* _Set problem 1_: Output the records from the start through the line containing "pixel 167 272" as a Markdown table with the columns n and Line, one row per line and no rows for blank lines.
*** Provided text
Instead of completely giving up hope and becoming bitter, he started a home for other Vietnamese sufferers of Parkinson’s, as a result of the chemical. As he was no longer able to write because of the worsening shaking in his hands, he taught himself how to make drums from oil barrels and sold them for clients all over the world.
The stranger I sat next to in the park in Paris that day was kind of a hero. I spent the remainder of my days exploring the streets of Paris with Koah as my guide. As we walked, he educated me on the history of the streets and architecture, took me to botany book stores and cafes only the locals knew about and suggested a restaurant with the best food and opera singing I had ever heard. We shared our life stories and talked of the ups and downs of love, life and everything in between.
The stranger in the park in Paris became the father figure I needed in my life, and I became like the daughter he never had. Walking the streets of Paris with him reminded me that the world isn’t such a scary place and that it’s OK to open up to connecting with people, even if I was half way around the world and alone. I also learned that there is some sort of fate that draws us together, years for us to get out of our comfort zone and connect on a deeper level than just a passing hello. I learned that everyone has had their share of struggles in life, and that anyone can choose to be a hero rather than a victim.
Walking the streets of Paris with him reminded me that the world isn’t such a scary place and that it’s OK to open up to connecting with people.
On my last day in Paris, Koah met me on the sidewalk outside my apartment, called me a taxi, made sure the driver knew where I was headed and handed me a bag of tiny, sweet oranges to take with me as I headed to my next destination. I cried as he hugged me, overwhelmed that this stranger in Paris cared for me in a way I hadn’t even been cared for by my own father (or any other man, for that matter.)
******
*** Material for this exercise
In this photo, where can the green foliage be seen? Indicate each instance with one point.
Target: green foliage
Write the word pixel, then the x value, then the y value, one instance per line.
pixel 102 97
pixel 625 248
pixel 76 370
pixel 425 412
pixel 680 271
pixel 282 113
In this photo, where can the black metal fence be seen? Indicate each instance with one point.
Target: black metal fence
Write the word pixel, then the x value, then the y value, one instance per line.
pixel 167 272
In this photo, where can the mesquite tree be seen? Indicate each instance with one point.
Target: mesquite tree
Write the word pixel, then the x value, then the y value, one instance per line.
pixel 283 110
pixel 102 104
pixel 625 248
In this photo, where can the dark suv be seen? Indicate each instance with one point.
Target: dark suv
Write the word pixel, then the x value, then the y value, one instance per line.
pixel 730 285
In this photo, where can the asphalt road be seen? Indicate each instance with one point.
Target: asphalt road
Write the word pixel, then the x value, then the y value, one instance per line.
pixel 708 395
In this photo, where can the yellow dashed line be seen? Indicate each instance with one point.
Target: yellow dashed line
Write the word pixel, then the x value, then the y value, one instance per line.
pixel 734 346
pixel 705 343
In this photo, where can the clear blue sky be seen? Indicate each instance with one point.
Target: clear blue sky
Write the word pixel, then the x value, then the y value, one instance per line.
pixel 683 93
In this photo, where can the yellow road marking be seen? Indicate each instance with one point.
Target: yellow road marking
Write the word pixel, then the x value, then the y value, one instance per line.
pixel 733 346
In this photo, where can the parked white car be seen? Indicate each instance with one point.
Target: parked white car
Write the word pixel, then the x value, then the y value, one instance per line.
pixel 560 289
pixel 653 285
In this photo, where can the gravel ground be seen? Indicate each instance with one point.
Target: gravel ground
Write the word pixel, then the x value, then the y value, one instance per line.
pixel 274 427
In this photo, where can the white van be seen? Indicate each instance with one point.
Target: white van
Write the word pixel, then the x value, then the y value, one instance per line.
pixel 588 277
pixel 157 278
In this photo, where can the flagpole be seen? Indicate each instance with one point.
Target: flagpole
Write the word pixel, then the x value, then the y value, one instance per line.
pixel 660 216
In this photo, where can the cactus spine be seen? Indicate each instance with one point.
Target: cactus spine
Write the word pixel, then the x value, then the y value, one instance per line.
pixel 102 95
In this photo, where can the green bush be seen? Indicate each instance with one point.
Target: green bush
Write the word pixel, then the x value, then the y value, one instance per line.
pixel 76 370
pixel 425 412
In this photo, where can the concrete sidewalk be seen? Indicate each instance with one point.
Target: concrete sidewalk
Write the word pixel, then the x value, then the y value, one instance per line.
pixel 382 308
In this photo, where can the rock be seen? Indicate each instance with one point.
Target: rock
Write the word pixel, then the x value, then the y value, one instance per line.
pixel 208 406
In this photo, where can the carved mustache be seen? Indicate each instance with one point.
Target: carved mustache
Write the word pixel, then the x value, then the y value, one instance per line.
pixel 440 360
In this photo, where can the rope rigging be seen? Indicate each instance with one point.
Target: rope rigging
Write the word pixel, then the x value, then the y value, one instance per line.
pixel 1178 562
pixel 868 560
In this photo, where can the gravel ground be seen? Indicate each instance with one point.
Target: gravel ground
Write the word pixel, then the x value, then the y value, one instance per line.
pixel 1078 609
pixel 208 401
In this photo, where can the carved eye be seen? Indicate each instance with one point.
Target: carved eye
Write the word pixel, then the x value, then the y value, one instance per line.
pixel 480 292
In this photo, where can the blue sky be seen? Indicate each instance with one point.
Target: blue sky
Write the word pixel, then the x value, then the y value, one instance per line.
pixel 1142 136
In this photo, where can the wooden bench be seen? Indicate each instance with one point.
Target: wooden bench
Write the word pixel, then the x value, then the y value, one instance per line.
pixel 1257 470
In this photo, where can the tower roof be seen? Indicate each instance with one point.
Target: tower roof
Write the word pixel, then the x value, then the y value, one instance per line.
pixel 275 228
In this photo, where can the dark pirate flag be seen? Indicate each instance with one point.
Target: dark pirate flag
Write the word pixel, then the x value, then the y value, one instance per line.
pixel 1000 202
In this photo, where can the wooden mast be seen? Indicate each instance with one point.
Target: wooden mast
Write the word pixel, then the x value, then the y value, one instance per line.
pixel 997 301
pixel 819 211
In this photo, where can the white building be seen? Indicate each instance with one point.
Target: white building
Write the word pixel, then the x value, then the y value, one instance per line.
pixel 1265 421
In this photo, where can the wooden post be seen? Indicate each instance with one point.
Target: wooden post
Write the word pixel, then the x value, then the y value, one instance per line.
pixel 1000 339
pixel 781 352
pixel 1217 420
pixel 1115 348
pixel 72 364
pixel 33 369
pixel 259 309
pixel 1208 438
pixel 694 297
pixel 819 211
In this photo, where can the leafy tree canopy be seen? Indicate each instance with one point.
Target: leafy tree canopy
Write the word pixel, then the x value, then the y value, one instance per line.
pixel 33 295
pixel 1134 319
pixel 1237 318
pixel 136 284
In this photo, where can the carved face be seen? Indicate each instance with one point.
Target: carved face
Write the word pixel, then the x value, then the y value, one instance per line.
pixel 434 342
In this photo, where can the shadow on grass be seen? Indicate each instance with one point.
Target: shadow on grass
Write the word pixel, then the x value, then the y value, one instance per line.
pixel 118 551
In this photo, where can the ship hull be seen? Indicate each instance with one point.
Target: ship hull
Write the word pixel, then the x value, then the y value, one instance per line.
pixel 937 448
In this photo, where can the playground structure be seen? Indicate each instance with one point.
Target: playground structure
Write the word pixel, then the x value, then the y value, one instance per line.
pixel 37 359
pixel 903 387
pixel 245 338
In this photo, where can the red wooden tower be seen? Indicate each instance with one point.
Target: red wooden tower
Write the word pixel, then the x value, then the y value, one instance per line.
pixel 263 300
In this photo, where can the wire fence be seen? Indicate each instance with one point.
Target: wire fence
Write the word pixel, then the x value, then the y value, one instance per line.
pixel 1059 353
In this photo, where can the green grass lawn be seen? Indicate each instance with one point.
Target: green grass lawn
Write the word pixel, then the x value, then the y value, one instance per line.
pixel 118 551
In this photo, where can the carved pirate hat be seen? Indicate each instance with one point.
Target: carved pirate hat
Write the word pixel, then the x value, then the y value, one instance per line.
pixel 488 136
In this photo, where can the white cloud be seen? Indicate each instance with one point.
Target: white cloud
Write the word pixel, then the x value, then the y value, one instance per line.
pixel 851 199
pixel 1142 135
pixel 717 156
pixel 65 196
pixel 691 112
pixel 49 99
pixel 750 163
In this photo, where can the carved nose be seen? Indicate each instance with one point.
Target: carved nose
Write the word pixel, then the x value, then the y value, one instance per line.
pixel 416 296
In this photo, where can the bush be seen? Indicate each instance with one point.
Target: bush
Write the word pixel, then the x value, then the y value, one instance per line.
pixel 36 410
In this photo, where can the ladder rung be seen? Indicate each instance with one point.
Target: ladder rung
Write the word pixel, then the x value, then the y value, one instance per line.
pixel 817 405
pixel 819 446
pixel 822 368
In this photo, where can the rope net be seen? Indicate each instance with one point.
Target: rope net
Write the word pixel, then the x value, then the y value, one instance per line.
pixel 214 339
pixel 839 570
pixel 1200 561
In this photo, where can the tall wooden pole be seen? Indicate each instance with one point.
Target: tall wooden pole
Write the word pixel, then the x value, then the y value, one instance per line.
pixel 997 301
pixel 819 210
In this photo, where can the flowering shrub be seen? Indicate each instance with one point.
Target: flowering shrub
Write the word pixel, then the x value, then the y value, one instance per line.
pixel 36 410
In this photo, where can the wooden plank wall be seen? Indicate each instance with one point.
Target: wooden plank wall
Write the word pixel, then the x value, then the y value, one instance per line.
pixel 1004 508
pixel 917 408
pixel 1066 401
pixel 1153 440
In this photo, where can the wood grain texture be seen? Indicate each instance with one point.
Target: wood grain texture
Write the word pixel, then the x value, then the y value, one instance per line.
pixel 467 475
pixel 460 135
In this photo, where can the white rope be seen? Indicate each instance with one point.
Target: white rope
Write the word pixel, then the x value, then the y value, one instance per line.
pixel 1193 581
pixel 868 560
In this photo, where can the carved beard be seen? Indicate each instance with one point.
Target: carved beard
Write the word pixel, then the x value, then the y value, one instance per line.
******
* _Set problem 2_: Condense the paragraph of the Paris story that begins "On my last day in Paris" into a shorter version that keeps its main facts.

* _Output 1_:
| n | Line |
|---|---|
| 1 | In this photo, where can the green foliage be seen? Indicate each instance with one point. |
| 2 | Target: green foliage |
| 3 | Write the word pixel, then the x value, then the y value, one instance per line. |
| 4 | pixel 102 97 |
| 5 | pixel 625 248 |
| 6 | pixel 76 370 |
| 7 | pixel 425 412 |
| 8 | pixel 680 271 |
| 9 | pixel 282 113 |
| 10 | In this photo, where can the black metal fence be seen? Indicate each instance with one point. |
| 11 | Target: black metal fence |
| 12 | Write the word pixel, then the x value, then the y value, one instance per line. |
| 13 | pixel 167 272 |

* _Output 2_: On my last day in Paris, Koah met me outside my apartment, called me a taxi, made sure the driver knew where I was going, and gave me a bag of tiny, sweet oranges for the trip. I cried when he hugged me, overwhelmed that this stranger cared for me as my own father, or any other man, never had.